**What the task requires**.
Please copy exactly the lines that run from the start of the entries to the line containing "pvc window frame.", inclusive.

Recorded data:
---

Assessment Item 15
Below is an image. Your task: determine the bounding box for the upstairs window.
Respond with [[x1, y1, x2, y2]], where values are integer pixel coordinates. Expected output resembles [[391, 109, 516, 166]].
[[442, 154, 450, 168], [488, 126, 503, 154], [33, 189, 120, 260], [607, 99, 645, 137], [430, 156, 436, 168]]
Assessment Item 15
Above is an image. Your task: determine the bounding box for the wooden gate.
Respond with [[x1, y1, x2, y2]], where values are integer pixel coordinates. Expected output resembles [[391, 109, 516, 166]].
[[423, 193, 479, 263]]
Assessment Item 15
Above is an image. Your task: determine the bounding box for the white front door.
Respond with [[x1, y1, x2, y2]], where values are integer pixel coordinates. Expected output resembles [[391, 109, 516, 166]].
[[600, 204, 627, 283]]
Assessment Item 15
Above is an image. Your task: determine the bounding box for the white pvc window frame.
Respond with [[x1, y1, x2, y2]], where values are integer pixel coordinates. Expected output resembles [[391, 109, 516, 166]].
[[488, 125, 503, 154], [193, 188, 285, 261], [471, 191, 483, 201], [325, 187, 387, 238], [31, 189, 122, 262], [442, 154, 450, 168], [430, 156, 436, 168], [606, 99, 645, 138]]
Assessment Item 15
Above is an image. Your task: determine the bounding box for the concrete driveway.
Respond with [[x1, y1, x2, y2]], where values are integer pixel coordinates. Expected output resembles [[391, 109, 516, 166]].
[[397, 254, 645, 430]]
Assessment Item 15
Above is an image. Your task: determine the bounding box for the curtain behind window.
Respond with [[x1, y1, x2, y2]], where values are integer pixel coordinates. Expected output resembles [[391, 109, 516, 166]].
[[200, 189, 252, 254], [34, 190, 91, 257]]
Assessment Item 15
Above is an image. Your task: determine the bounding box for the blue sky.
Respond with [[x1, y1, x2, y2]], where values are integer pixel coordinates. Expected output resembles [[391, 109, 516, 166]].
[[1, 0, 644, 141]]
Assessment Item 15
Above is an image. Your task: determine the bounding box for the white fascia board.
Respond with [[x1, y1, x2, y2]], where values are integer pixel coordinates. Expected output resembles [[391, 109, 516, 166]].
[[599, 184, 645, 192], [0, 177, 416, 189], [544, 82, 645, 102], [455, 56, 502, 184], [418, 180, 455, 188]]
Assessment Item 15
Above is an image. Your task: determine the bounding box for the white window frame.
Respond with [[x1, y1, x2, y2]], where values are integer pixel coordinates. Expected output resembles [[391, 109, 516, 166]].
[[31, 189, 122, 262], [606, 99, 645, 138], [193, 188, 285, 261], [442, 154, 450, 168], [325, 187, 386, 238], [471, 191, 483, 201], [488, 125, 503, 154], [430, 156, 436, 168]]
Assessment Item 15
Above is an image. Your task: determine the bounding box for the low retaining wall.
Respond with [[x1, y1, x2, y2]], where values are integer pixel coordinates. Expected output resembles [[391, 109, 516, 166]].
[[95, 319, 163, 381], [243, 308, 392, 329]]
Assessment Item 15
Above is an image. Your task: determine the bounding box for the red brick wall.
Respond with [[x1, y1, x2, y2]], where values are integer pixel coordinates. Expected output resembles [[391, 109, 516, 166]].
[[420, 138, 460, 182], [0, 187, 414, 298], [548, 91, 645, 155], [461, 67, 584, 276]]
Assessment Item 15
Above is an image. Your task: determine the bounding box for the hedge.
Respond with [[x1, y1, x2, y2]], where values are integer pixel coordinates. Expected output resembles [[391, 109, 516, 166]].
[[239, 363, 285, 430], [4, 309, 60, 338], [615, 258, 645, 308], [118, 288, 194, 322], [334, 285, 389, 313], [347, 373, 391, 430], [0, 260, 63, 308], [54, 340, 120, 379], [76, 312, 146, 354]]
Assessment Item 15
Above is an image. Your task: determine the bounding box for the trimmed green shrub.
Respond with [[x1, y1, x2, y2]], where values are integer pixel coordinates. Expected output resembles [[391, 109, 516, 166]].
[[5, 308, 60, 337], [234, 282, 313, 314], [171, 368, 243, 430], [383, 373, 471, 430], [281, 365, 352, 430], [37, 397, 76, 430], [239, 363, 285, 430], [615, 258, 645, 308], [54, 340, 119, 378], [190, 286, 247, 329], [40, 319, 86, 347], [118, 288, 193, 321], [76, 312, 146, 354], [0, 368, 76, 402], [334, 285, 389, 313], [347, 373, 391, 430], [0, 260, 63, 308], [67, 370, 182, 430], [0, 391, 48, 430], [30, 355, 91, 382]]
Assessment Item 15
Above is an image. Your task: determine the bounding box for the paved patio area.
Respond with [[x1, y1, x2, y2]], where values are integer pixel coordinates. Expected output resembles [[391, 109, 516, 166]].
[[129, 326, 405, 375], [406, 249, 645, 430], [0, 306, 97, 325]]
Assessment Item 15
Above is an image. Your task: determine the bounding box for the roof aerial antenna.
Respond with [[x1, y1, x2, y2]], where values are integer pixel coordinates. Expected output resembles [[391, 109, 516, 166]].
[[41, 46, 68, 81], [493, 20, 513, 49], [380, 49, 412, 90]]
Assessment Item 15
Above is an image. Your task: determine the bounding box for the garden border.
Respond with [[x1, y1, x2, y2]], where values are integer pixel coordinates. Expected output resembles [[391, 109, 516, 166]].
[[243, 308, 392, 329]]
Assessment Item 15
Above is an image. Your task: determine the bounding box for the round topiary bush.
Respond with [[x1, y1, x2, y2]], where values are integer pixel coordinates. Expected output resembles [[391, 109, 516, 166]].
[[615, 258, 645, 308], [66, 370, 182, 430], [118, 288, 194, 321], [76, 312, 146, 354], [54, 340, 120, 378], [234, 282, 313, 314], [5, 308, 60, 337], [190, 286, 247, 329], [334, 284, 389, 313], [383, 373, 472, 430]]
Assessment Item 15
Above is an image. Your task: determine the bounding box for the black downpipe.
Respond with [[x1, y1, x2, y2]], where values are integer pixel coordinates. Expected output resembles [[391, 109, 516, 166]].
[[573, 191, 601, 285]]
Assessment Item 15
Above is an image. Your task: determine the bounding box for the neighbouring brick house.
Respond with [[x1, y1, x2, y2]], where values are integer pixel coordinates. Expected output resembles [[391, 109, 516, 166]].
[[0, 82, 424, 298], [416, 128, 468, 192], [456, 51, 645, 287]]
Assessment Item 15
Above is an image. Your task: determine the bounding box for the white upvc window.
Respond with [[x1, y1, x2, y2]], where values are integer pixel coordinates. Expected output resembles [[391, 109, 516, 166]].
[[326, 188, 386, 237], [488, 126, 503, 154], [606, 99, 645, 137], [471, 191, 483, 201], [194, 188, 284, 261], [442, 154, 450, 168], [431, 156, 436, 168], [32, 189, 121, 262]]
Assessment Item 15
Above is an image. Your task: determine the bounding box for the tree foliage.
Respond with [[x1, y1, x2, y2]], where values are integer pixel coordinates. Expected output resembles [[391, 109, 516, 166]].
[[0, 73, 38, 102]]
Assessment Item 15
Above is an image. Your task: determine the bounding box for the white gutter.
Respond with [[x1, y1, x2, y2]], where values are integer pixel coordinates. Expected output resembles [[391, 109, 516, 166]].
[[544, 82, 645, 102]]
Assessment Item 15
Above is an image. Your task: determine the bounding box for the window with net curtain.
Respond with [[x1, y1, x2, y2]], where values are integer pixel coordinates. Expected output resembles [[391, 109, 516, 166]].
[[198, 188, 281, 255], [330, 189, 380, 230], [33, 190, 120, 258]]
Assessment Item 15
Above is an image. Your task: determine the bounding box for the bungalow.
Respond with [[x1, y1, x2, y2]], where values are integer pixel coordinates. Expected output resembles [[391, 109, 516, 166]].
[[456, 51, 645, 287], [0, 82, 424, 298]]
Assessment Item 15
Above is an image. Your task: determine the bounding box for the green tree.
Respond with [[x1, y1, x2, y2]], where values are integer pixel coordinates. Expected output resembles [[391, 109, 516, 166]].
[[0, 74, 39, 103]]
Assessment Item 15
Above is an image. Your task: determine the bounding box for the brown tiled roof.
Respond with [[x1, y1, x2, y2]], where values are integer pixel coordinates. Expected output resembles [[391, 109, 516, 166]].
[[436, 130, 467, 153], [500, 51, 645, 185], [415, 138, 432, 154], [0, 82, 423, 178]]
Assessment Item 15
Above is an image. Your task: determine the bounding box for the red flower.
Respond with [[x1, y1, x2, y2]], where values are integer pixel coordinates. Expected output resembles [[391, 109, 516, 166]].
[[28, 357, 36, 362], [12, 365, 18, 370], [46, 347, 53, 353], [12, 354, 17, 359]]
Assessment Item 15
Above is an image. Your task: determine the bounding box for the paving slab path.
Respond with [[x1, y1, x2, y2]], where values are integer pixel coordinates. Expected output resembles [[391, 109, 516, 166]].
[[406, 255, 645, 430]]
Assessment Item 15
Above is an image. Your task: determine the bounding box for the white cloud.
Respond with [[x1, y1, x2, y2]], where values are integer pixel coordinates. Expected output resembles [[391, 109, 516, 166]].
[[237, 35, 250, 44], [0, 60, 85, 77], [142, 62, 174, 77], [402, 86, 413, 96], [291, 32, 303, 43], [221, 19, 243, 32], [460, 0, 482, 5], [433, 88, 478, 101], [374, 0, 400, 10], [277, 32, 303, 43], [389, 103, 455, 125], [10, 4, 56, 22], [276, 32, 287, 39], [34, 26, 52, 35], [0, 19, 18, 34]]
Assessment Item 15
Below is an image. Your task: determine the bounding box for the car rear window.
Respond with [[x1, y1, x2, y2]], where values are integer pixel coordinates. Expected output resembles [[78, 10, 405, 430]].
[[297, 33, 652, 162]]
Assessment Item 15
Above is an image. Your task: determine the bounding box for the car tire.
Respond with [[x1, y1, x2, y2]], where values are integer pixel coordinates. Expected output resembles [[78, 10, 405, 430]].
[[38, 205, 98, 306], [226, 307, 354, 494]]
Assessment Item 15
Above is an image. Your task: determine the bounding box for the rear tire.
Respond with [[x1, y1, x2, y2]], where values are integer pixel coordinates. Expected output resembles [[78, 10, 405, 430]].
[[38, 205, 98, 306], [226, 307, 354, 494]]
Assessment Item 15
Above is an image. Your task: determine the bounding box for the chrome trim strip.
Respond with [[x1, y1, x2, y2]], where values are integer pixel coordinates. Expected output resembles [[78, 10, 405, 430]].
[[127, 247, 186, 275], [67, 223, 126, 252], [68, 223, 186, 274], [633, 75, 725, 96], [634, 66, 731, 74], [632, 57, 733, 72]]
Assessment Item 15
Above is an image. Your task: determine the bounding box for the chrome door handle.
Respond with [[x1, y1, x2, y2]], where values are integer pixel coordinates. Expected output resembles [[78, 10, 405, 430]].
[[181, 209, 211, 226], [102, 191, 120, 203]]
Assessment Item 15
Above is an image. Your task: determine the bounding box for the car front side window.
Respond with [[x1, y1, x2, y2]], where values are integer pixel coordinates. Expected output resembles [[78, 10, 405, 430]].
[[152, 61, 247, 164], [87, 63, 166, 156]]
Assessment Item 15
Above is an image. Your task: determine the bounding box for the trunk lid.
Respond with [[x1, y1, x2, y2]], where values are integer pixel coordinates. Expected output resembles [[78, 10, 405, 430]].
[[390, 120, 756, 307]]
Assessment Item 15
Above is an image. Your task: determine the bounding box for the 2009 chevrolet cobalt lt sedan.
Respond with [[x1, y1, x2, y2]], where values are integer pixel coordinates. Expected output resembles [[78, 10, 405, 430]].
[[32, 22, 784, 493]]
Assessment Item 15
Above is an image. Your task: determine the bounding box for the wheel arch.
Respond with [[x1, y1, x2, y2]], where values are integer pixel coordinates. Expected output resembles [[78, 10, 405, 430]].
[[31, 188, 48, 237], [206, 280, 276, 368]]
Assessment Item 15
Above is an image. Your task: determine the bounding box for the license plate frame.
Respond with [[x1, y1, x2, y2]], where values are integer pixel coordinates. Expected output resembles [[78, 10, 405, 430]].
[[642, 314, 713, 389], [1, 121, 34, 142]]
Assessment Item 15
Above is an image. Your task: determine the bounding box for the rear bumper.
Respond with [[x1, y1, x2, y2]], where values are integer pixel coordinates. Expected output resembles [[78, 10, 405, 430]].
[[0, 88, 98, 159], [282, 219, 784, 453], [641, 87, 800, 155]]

---

**Solved exercise**.
Assessment Item 15
Below is an image. Your task: determine the bounding box for the upstairs window.
Respond with [[x1, y1, x2, y2]], where values are integer pixel coordinates. Expected output resembles [[391, 109, 516, 166]].
[[442, 154, 450, 168], [488, 126, 503, 154], [33, 189, 120, 260], [607, 99, 645, 137], [430, 156, 436, 168]]
Assessment Item 15
Above is an image. Your task: determine the bounding box for the wooden gate.
Respond with [[x1, y1, x2, y2]], where values are integer pixel coordinates. Expected output resembles [[391, 109, 516, 166]].
[[423, 193, 479, 263]]
Assessment Item 15
Above is an image. Your task: determine the bounding box for the white front door.
Respond with [[x1, y1, x2, y2]], where values are integer pixel coordinates. Expected output resembles [[391, 109, 516, 166]].
[[600, 204, 627, 283]]
Assessment Item 15
Above is an image. Your task: determine the bounding box for the white pvc window frame.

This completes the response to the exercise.